任务简述 1: 请把文章中从“2. 尤其是表格样式数据格式很有用”起、到“lots of time.”为止（含这两处）的部分再写一遍，并将其中的“tabular”替换为“structured”。

博客笔记六: [Airbnb] 自动机器学习automated ml

原文标题:Automated Machine Learning — A Paradigm Shift That Accelerates Data Scientist Productivity @ Airbnb
原文地址:https://medium.com/airbnb-engineering/automated-machine-learning-a-paradigm-shift-that-accelerates-data-scientist-productivity-airbnb-f1f8a10d61f8
作者:Hamel Husain

评价:

  1. 可以代替很多工作,但是没办法完全替代,毕竟模型最终需要domain knowledge和人类评价
    The scope of AML is ambitious, however, is it really effective? The answer is it depends on how you use it. Our view is that it is difficult to perform wholesale replacement of a data scientist with an AML framework, because most machine learning problems require domain knowledge and human judgement to set up correctly.

  2. 尤其是表格样式数据格式很有用
    Also, we have found AML tools to be most useful for regression and classification problems involving tabular datasets

一些常见自动化的步骤:

  • ead画图:plotting all your variables against the target variable being predicted as well as computing summary statistics can save lots of time.

所列数据行:
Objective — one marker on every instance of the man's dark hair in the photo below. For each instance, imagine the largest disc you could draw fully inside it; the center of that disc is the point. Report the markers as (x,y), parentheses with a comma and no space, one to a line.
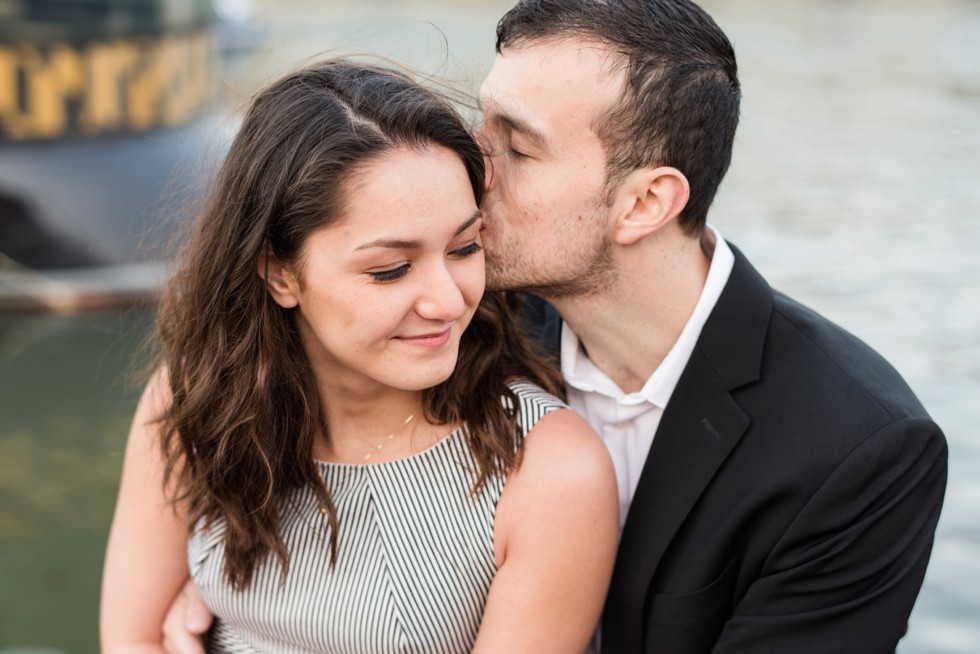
* * *
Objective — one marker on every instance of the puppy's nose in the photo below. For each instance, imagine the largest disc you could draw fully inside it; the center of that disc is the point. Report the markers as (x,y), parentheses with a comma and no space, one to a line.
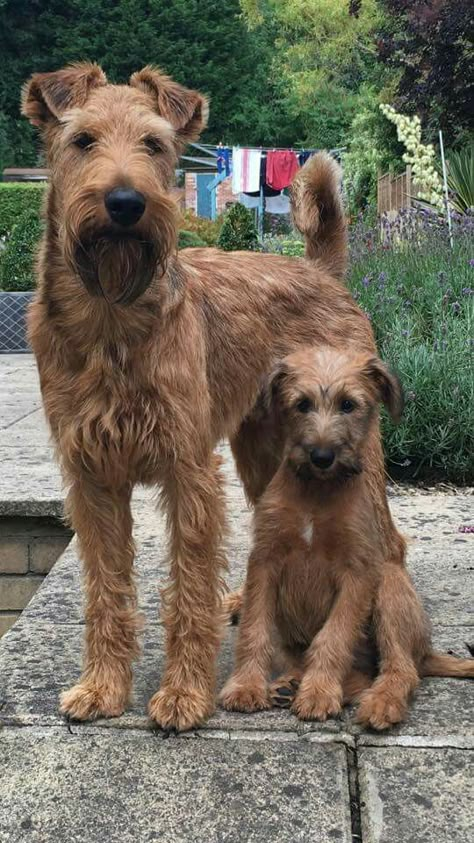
...
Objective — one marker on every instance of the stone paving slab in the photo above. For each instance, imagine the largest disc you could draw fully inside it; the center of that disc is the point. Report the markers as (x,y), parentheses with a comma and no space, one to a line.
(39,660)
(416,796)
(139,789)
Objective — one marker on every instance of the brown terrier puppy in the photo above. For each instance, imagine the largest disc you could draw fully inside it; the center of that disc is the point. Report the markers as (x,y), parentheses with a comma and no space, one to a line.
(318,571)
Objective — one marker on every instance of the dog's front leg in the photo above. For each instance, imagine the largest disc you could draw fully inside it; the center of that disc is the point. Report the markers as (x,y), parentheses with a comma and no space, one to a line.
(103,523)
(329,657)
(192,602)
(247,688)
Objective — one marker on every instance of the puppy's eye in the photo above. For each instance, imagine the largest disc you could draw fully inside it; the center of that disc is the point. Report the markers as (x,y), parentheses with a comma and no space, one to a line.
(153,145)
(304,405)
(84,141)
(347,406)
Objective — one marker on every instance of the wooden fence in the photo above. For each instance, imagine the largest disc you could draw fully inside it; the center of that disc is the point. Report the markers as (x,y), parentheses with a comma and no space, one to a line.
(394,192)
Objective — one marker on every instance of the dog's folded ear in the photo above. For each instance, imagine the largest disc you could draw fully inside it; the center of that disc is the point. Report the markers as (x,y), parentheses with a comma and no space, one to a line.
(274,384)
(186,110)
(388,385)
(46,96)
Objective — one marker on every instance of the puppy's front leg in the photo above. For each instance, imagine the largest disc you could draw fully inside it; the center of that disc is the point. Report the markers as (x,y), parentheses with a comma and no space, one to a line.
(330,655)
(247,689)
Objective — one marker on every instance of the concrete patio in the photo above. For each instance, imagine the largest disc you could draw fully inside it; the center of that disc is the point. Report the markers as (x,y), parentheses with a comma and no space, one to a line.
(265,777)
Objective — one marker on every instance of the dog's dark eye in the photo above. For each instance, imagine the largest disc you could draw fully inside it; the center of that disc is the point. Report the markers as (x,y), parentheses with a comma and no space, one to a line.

任务简述 2: 请从上面的数据行中挑出所有含有字符串“front”的行，逐行抄出，大小写需完全一致。

参考答案 1:
2. 尤其是表格样式数据格式很有用
    Also, we have found AML tools to be most useful for regression and classification problems involving structured datasets

一些常见自动化的步骤:

  • ead画图:plotting all your variables against the target variable being predicted as well as computing summary statistics can save lots of time.

参考答案 2:
Objective — one marker on every instance of the dog's front leg in the photo above. For each instance, imagine the largest disc you could draw fully inside it; the center of that disc is the point. Report the markers as (x,y), parentheses with a comma and no space, one to a line.
Objective — one marker on every instance of the puppy's front leg in the photo above. For each instance, imagine the largest disc you could draw fully inside it; the center of that disc is the point. Report the markers as (x,y), parentheses with a comma and no space, one to a line.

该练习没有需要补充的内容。